TRECHO FORNECIDO:
☆ ☆ ☆ ☆ ☆

A paraense Ane Alencar, diretora de Ciência do Instituto de Pesquisa Ambiental da Amazônia (Ipam Amazônia), transforma décadas de trabalho pela preservação ambiental na construção de uma agenda em que o fogo se torna essencial para o combate à crise climática. Esta semana, foi reconhecida como uma das 20 cientistas brasileiras mais influentes do mundo, o que classifica como “um lembrete da responsabilidade que a ciência carrega diante dos desafios que vivemos principalmente nesses tempos de extremos climáticos”.
Ane é doutora em conservação de recursos naturais pela Universidade da Flórida e há 30 anos trabalha com temas relacionados à compreensão da dinâmica do fogo, desmatamento e degradação florestal nas regiões da Amazônia e do Cerrado e sua relação com as mudanças climáticas. Nesta entrevista ao Correio, ressalta os desafios mundiais que se impõem e a importância de países como os Estados Unidos e China se engajarem nas soluções, inclusive garantido o financiamento climático. “A prioridade mais urgente é reduzir drasticamente a queima de combustíveis fósseis, mas também sem esquecer do desmatamento. Sem isso, não há caminho possível para limitar o aquecimento global”, avalia. Leia a íntegra a seguir:
Como é para a senhora ser reconhecida internacionalmente como uma das 20 cientistas mais influentes do Brasil? O que essa honraria desperta?

☆ ☆ ☆ ☆ ☆

DADOS:
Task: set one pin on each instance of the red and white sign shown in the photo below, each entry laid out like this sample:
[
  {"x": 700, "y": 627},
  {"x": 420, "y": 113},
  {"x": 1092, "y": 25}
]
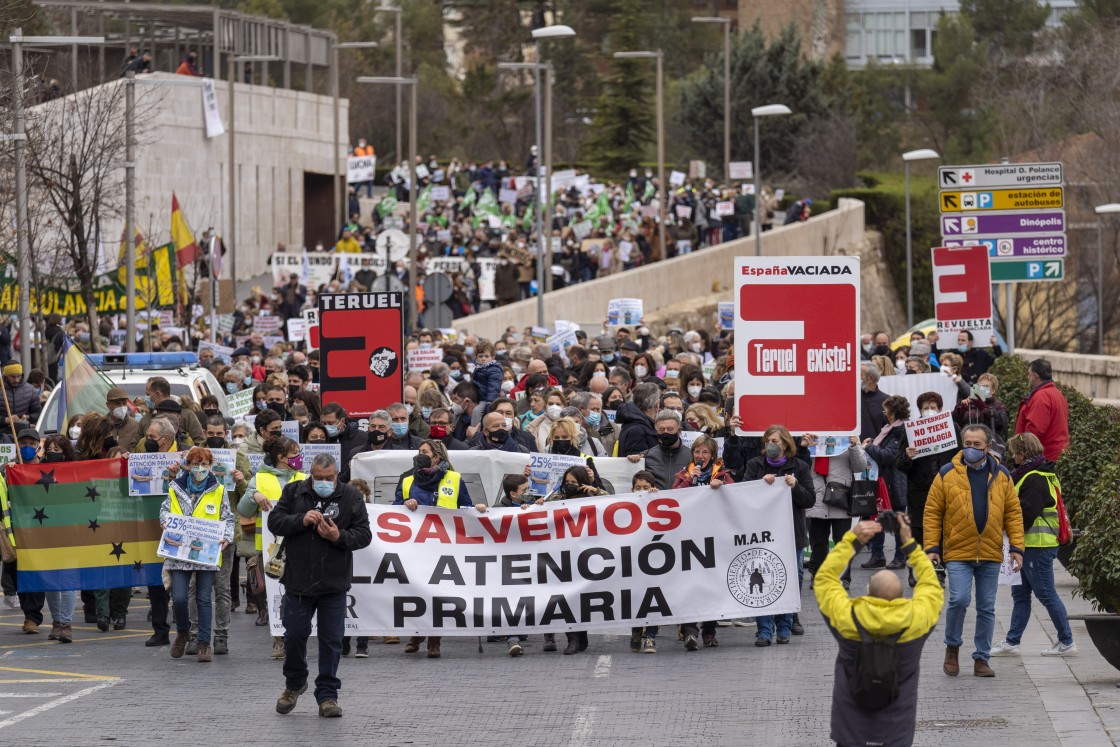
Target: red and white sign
[
  {"x": 796, "y": 354},
  {"x": 962, "y": 293},
  {"x": 361, "y": 351}
]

☆ ☆ ☆ ☆ ☆

TAREFAS:
**A)** Extraia do texto sobre Ane Alencar, sem nenhuma alteração, a passagem que vai de "Ane é doutora" a "essa honraria desperta?".
**B)** Por favor, dê seguimento ao texto sobre Ane Alencar a partir do ponto em que ele termina.

RESPOSTAS POR TAREFA:
**A)**
Ane é doutora em conservação de recursos naturais pela Universidade da Flórida e há 30 anos trabalha com temas relacionados à compreensão da dinâmica do fogo, desmatamento e degradação florestal nas regiões da Amazônia e do Cerrado e sua relação com as mudanças climáticas. Nesta entrevista ao Correio, ressalta os desafios mundiais que se impõem e a importância de países como os Estados Unidos e China se engajarem nas soluções, inclusive garantido o financiamento climático. “A prioridade mais urgente é reduzir drasticamente a queima de combustíveis fósseis, mas também sem esquecer do desmatamento. Sem isso, não há caminho possível para limitar o aquecimento global”, avalia. Leia a íntegra a seguir:
Como é para a senhora ser reconhecida internacionalmente como uma das 20 cientistas mais influentes do Brasil? O que essa honraria desperta?

**B)**
Ser reconhecida internacionalmente como uma das cientistas mais influentes do Brasil é uma honra imensa, mas também um lembrete da responsabilidade que a ciência carrega diante dos desafios que vivemos principalmente nesses tempos de extremos climáticos. Esse reconhecimento não é apenas individual, ele reflete o esforço coletivo de pelo menos três décadas de trabalho e muitas parcerias entre pesquisadores, gestores, comunidades e instituições que, como o Ipam, se dedicam a entender e a proteger a Amazônia.
E pessoalmente?
Sinto uma renovação de propósito e reforça meu compromisso em produzir ciência acessível, que dialogue com a sociedade e que sirva para orientar políticas públicas, especialmente nas agendas de clima e conservação. Acredito que a ciência brasileira tem muito a contribuir para o mundo, e ser parte dessa construção é muito gratificante.
Olhando para trás, que momentos ou experiências marcaram mais a sua trajetória até chegar a esse ponto de destaque na ciência brasileira e mundial?
Olho para trás e vejo três momentos marcantes na minha trajetória ligados à agenda do clima e do fogo. O primeiro foi logo após me formar, em 1995, quando coordenei um grande levantamento sobre o uso do fogo no Arco do Desmatamento. Descobrimos que cerca da metade das queimadas era desnecessária, acidental ou criminosa, um resultado que subsidiou políticas públicas importantes da época.
O segundo momento foi durante as discussões sobre os grandes planos de infraestrutura e estradas na Amazônia, quando a ciência ajudou a embasar a criação de áreas protegidas que frearam a expansão do desmatamento e reduziram emissões na década de 2000. E o terceiro foi o lançamento do MapBiomas Fogo, em 2020, que nos permitiu, pela primeira vez, enxergar com clareza quanto o Brasil queima e como o fogo afeta nossos biomas, um marco fundamental para orientar políticas e ações de prevenção.
Na COP30, a senhora vai focar sua atuação no combate ao fogo nas florestas. Quais mensagens e ideias mais quer levar para esse espaço tão importante de diálogo global?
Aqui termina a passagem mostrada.